DIRECTIONS FOR THIS TASK. Extend the essay on Picasso as a painter, starting after its last sentence and keeping its voice.

READING PASSAGE.
· · ·
Pablo Diego José Francisco de Paula Juan Nepomuceno María de los Remedios Cipriano de la Santísima Trinidad Ruiz y Picasso was a very impatient man, perhaps because his name takes so long to say or write.

I say he was impatient on the evidence of his paintings. I certainly never met the man. But I have seen a boatload of his paintings in person and hundreds in reproduction, and they all tell me he didn’t have the patience to spend time on their finishing touches.

Don’t misunderstand: Pablo Picasso was a great artist, and for many reasons. But he was not what I would call a great painter. Let’s take a look.

There was a time when many thought that Picasso’s art was a hoax. You know, the “My kid could paint better than that,” and serious-minded critics would say, “First, you have to be able to master the techniques before you can experiment with abstraction.” (Yeah, this was a while ago).

But then, some of the young Picasso’s art, from his adolescence, began showing up and it was clear that he had been a masterful draftsman and could draw and paint as realistically as anyone.

He could pump out an academic figure study like an Old Master. And he could put on canvas as realistic a painting as you could wish. Just look at some of these, from 1893, when the artist was 12, and 1896. It is clear he could do anything. But he didn’t: By the turn of the century, he had been taken with more modern trends in art, from Impressionism to Post-Impressionism, to Fauvism and Expressionism. His style loosened and the works became sketchier.

This evolution of style was characteristic not only of Picasso, but of other artists, writers and poets. There had been Impressionism and Post-Impressionism, Van Gogh, Gauguin, Cezanne — all with different styles.

By the middle of the last century (that’s the 20th, remember), Modernism had not only established itself, but become entrenched. Its hagiography had been codified and the heads of its various branches were Igor Stravinsky in music, James Joyce in prose, Ezra Pound in verse, and Picasso on canvas.
· · ·
DATA LISTING.
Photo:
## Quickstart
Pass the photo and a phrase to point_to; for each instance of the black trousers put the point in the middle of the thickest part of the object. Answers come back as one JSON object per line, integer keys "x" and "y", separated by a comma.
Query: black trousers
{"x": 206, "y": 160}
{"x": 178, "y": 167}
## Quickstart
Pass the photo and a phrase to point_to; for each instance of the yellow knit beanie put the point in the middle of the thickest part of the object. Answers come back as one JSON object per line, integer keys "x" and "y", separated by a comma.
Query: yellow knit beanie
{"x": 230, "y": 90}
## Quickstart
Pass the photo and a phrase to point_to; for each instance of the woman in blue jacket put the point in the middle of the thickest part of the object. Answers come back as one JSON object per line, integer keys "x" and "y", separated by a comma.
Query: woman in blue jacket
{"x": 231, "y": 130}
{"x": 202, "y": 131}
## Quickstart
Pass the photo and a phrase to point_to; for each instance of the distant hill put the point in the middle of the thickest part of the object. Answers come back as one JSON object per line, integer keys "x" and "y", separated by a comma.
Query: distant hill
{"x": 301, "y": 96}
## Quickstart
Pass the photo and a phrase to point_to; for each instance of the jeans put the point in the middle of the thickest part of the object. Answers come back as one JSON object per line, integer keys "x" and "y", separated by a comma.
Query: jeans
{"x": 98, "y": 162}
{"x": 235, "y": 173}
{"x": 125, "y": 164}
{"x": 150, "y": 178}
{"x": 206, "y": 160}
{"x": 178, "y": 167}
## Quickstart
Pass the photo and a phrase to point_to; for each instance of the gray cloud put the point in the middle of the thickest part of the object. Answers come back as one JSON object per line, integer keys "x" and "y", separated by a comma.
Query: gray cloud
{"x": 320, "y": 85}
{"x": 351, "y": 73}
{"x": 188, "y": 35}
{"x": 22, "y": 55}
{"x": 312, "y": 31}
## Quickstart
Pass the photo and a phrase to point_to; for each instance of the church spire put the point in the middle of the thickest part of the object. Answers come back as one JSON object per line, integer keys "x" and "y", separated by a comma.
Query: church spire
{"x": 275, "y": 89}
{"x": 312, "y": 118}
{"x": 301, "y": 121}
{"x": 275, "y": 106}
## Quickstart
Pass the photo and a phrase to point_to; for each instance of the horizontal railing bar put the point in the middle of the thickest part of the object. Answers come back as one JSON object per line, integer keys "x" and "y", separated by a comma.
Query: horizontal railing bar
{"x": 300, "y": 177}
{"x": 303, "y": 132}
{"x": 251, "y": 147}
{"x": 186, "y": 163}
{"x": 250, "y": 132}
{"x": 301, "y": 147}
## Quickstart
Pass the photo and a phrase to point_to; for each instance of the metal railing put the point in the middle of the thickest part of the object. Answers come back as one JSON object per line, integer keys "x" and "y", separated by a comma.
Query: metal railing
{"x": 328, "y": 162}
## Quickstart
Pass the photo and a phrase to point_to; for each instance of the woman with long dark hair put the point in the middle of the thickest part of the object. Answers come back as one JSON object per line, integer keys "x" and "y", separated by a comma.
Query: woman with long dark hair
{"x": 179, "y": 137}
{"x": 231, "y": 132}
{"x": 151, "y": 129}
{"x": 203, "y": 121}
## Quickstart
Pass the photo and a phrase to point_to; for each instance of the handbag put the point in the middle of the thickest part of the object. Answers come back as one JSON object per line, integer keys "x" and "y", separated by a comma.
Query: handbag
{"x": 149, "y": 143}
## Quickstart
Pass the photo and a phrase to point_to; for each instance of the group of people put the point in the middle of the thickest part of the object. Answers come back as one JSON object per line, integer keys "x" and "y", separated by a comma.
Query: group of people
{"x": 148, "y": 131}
· · ·
WRITTEN RESPONSE.
These were hardly the only names in the mix, and they may not even have been the best artists working, but they became the names we all knew. They are the names in the anthologies and textbooks.

And they all burned through styles. Stravinsky went from late Romantic chromaticism, to a savage primitivism, to Neo-Classicism and finally to his version of 12-tone serialism. Joyce from some of the most beautiful, clear prose in The Dubliners to the stream-of-conscious jumble in Ulysses and into the paronomastic almost-abstract gibberish of Finnegans Wake. Pound began with highly poeticized Edwardian prettiness to a hard-edged sarcasm and into his own form of pan-linguistic word salad.

Most serious artists go through stylistic growth from early to late periods, but Modernism seems less like organic growth and more like a conscious seeking-out of something new, something that would get attention. Pound’s battle cry was, “Make it new!” Where style had been a function of personality, it became a “brand” and ever newer versions were sought, like updating your car every few years.

I’m being too harsh here, but to make a point. Picasso kept evolving, from that early Expressionism

To the famous “Blue Period”

Through a subsequent “Rose Period”

to African primitivism,

to analytic Cubism,

to Synthetic Cubism,

to Surrealism

and Neo-Classicism

Then a brief period in the mid 1920s of what might look like a return to a kind of realism

and then, into what can only be termed Picasso-ism — his playful mix of everything and anything, usually turned out in a few hours and often rather haphazard.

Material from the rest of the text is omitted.